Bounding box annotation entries
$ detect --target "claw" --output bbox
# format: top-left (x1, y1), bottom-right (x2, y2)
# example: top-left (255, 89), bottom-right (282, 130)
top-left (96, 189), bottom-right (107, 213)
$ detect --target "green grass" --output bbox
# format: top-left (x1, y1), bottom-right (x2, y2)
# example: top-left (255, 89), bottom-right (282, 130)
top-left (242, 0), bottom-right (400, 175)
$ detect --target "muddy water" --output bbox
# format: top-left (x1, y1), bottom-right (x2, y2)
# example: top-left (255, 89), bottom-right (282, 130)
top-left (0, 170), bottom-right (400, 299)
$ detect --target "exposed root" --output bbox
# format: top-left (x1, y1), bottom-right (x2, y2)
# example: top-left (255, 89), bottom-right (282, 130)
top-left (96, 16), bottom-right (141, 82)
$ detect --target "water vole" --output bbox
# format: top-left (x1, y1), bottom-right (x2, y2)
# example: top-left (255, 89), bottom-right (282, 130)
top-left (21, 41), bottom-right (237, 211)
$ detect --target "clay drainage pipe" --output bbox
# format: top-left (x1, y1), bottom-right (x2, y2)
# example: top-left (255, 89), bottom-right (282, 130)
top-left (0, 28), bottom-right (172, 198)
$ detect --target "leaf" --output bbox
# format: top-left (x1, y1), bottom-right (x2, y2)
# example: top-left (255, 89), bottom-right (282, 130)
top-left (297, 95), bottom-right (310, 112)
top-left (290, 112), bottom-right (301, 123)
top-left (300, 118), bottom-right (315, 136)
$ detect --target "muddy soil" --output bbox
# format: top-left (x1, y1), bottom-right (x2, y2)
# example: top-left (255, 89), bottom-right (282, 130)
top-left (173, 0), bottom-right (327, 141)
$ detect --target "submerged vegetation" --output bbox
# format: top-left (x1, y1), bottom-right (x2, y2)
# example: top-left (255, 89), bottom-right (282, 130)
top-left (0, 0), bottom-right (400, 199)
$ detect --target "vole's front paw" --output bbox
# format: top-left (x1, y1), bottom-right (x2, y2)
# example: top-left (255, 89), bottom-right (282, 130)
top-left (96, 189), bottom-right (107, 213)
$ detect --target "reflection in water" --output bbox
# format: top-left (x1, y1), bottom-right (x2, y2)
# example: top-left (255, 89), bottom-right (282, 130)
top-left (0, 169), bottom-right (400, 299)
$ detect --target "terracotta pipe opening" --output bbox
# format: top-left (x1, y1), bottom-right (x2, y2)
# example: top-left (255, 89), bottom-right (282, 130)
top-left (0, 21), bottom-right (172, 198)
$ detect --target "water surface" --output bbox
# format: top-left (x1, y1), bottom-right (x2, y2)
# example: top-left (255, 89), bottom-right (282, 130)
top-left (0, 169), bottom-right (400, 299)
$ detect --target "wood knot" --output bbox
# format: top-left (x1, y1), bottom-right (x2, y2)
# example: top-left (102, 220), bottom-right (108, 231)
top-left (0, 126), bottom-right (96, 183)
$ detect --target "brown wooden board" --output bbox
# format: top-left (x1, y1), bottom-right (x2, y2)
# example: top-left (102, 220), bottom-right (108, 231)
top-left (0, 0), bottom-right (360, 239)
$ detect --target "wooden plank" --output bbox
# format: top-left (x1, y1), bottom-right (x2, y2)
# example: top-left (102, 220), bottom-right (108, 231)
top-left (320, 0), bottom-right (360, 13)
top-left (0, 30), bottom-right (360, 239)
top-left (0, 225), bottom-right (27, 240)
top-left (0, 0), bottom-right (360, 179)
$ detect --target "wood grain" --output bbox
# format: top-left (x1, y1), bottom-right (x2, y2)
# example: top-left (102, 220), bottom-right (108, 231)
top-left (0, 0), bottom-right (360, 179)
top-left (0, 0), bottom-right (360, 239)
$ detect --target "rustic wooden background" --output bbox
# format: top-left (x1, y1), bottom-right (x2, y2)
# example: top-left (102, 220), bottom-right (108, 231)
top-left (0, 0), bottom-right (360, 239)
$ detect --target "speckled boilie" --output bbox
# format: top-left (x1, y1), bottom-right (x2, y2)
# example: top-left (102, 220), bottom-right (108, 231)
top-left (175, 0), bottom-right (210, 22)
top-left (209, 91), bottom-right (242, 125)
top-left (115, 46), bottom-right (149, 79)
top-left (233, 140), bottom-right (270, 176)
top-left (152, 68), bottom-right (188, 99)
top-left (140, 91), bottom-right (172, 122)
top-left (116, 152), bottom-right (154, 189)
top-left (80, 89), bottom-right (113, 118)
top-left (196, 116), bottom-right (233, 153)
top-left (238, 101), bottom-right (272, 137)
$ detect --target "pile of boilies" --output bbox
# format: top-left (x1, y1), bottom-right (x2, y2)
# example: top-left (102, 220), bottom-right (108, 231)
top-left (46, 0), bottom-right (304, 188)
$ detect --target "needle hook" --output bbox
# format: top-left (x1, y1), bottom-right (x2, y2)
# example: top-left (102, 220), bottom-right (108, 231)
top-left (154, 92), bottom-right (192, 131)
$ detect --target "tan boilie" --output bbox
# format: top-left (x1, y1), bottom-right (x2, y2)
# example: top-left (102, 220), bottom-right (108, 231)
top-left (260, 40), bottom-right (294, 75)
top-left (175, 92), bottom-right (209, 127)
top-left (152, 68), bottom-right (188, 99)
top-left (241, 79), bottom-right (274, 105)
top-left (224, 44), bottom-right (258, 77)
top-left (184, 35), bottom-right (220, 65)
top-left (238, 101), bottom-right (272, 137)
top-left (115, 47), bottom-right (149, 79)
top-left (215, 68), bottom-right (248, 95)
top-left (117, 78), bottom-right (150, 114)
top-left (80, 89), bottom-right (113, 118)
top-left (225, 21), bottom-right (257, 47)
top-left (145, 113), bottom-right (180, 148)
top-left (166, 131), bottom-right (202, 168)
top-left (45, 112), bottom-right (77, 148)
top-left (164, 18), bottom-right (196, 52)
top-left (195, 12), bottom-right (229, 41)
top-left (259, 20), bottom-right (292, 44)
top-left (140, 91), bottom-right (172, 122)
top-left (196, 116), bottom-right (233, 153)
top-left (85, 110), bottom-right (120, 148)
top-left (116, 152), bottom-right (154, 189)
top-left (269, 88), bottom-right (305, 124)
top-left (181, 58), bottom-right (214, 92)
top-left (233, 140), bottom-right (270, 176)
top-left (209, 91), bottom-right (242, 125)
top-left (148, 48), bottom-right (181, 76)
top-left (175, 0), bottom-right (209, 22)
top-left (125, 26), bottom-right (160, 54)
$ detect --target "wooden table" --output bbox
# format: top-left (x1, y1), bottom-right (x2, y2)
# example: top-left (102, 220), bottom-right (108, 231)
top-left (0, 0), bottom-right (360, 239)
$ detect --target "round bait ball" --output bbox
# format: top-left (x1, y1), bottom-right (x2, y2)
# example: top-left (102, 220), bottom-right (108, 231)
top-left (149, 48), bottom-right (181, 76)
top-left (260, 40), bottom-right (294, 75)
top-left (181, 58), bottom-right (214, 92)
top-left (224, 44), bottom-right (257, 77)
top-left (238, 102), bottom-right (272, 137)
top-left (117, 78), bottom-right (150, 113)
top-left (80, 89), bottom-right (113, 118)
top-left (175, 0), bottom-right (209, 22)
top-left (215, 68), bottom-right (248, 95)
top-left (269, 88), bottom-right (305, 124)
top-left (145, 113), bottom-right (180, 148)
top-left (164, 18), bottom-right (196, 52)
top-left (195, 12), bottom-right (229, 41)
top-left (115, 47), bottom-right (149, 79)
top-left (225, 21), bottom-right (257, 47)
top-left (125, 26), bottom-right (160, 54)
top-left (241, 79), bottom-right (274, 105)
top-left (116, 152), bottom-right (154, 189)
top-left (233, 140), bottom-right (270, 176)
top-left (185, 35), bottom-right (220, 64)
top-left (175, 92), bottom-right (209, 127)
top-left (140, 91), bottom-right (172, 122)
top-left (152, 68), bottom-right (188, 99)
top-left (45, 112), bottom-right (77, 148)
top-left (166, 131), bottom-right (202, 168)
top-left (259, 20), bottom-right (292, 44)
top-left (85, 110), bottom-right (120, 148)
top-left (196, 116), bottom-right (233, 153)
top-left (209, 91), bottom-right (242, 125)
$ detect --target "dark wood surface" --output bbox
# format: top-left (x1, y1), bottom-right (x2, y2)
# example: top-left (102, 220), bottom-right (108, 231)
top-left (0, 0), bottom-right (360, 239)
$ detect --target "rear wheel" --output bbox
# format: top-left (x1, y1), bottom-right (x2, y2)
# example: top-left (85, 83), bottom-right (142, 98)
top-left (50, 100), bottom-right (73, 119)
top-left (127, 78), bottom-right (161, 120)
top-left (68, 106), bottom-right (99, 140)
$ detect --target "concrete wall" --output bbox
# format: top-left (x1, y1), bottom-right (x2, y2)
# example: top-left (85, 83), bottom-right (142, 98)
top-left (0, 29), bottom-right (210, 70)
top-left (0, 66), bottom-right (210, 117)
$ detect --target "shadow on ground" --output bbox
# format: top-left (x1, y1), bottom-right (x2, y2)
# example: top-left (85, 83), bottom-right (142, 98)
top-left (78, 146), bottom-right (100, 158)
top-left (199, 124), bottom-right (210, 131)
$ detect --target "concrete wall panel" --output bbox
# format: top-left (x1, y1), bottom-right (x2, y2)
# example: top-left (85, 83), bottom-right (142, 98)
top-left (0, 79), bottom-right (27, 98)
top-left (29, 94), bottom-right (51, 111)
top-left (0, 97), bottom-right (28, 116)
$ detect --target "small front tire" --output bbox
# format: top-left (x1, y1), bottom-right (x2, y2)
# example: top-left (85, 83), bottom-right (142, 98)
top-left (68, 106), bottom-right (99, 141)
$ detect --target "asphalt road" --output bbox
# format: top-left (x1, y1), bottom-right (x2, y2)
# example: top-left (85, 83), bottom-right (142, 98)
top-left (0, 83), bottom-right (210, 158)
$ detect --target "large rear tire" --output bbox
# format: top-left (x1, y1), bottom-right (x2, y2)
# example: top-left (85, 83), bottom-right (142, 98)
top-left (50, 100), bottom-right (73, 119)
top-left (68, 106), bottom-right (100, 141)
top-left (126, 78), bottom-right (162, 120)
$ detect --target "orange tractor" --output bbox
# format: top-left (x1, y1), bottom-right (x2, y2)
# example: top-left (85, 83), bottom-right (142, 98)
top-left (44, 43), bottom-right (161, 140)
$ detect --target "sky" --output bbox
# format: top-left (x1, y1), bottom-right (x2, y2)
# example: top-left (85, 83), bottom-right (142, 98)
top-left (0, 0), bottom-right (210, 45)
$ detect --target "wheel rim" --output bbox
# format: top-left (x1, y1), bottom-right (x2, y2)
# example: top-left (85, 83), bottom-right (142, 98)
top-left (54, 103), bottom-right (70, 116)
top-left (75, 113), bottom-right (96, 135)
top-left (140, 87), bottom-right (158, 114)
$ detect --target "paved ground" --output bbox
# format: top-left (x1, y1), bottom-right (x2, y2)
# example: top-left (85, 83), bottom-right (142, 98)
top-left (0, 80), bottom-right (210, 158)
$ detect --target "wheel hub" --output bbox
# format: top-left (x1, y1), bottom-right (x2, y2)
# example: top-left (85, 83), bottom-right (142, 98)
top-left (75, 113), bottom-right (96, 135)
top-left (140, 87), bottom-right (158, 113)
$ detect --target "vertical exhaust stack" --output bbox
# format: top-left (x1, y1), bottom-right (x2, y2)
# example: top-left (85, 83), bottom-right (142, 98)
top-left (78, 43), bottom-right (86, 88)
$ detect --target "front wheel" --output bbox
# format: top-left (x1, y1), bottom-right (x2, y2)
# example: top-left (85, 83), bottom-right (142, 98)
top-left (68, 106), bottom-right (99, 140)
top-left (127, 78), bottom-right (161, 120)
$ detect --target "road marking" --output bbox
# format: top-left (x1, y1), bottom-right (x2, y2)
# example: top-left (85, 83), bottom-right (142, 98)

*EXERCISE GOAL*. Which lines in the listing above contain the word "wall"? Identify each one and copy it in full.

*CORRECT RESPONSE*.
$ detect --target "concrete wall" --output bbox
$ detect --target "concrete wall panel" --output bbox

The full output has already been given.